* [AVAILABLE DATA]
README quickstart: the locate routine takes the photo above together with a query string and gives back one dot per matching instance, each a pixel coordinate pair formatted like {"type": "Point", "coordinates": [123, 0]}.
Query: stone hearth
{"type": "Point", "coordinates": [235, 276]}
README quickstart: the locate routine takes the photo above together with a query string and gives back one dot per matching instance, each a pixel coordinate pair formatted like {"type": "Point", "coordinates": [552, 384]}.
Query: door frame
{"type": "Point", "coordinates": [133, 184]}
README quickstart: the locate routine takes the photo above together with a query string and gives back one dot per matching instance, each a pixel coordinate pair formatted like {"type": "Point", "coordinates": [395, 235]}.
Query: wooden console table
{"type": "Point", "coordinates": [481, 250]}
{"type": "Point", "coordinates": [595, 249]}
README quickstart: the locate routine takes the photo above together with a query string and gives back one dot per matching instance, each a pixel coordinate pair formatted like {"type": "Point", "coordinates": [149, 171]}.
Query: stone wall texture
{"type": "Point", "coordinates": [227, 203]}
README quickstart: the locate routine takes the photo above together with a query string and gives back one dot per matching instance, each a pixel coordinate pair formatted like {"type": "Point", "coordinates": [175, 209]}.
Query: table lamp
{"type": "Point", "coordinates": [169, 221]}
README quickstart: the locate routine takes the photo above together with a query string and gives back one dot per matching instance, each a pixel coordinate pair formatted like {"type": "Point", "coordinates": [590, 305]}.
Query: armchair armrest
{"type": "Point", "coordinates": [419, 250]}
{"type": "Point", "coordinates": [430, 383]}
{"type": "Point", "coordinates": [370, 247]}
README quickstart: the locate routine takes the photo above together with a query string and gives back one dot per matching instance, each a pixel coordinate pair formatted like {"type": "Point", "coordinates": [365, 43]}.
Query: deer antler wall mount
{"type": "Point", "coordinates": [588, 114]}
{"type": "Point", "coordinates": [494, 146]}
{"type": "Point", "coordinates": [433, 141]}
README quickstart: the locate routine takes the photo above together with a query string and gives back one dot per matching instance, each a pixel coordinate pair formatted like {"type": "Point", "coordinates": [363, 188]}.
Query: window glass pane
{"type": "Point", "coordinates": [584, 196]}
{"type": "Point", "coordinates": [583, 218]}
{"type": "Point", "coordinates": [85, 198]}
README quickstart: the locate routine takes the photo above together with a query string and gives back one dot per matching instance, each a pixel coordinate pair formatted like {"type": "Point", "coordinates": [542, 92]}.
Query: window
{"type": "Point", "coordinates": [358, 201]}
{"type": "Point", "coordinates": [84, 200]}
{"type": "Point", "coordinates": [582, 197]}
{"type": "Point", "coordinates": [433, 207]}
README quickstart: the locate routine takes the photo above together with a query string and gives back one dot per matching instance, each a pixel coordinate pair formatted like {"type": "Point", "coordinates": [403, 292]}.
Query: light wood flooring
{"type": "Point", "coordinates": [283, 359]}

* [WHAT THE EXERCISE ASKS] The answer must be the full listing, copied exactly.

* [EXERCISE RESPONSE]
README quickstart: the locate routine takes the photo above together with a query string and gives back one dot per matching instance, each a pixel coordinate pair formatted like {"type": "Point", "coordinates": [123, 0]}.
Query: stone hearth
{"type": "Point", "coordinates": [235, 276]}
README quickstart: the locate routine takes the photo above together with a query string and gives back one dot per matching instance, each a pixel coordinate pair formatted like {"type": "Point", "coordinates": [552, 384]}.
Query: door frame
{"type": "Point", "coordinates": [133, 184]}
README quickstart: the locate routine takes the photo above together with a query string and gives back one dot per matching instance, each a pixel coordinate pair formatted like {"type": "Point", "coordinates": [395, 235]}.
Query: wooden console table
{"type": "Point", "coordinates": [481, 250]}
{"type": "Point", "coordinates": [595, 249]}
README quickstart: the locate routine takes the photo above together with a query string and gives back one dot per matching instance, each a pixel coordinate pair formatted like {"type": "Point", "coordinates": [149, 171]}.
Query: stone wall texture
{"type": "Point", "coordinates": [227, 203]}
README quickstart: the locate routine takes the photo above together with a query string and gives back one dot per matching instance, each a pixel coordinate pair formatted like {"type": "Point", "coordinates": [175, 209]}.
Query: table lamp
{"type": "Point", "coordinates": [169, 221]}
README quickstart: the locate routine takes the photo above together with a query string and gives back one dot per matching instance, each a pixel coordinate pair formatted like {"type": "Point", "coordinates": [590, 305]}.
Query: armchair armrest
{"type": "Point", "coordinates": [419, 250]}
{"type": "Point", "coordinates": [430, 383]}
{"type": "Point", "coordinates": [370, 247]}
README quickstart: the locate routine takes the photo above together with a query string and gives back one dot per matching instance, each a pixel coordinate pair formatted like {"type": "Point", "coordinates": [365, 43]}.
Query: deer antler wall mount
{"type": "Point", "coordinates": [588, 114]}
{"type": "Point", "coordinates": [494, 146]}
{"type": "Point", "coordinates": [433, 141]}
README quickstart: the locate routine takes the photo above together with a query string and gives back one dot per matching instance, each a pixel coordinate pair formatted like {"type": "Point", "coordinates": [363, 188]}.
Query: window glass pane
{"type": "Point", "coordinates": [584, 196]}
{"type": "Point", "coordinates": [583, 218]}
{"type": "Point", "coordinates": [85, 198]}
README quickstart: the locate routine takes the photo above together with a query string and gives back one dot per matching instance, each a pixel coordinate pair formatted like {"type": "Point", "coordinates": [542, 92]}.
Query: window
{"type": "Point", "coordinates": [358, 201]}
{"type": "Point", "coordinates": [84, 200]}
{"type": "Point", "coordinates": [582, 197]}
{"type": "Point", "coordinates": [433, 207]}
README quickstart: the locate routine takes the photo above together with a query string and gives back one dot per matching instance, each a pixel coordinate pair formatted like {"type": "Point", "coordinates": [403, 292]}.
Query: light wood flooring
{"type": "Point", "coordinates": [283, 359]}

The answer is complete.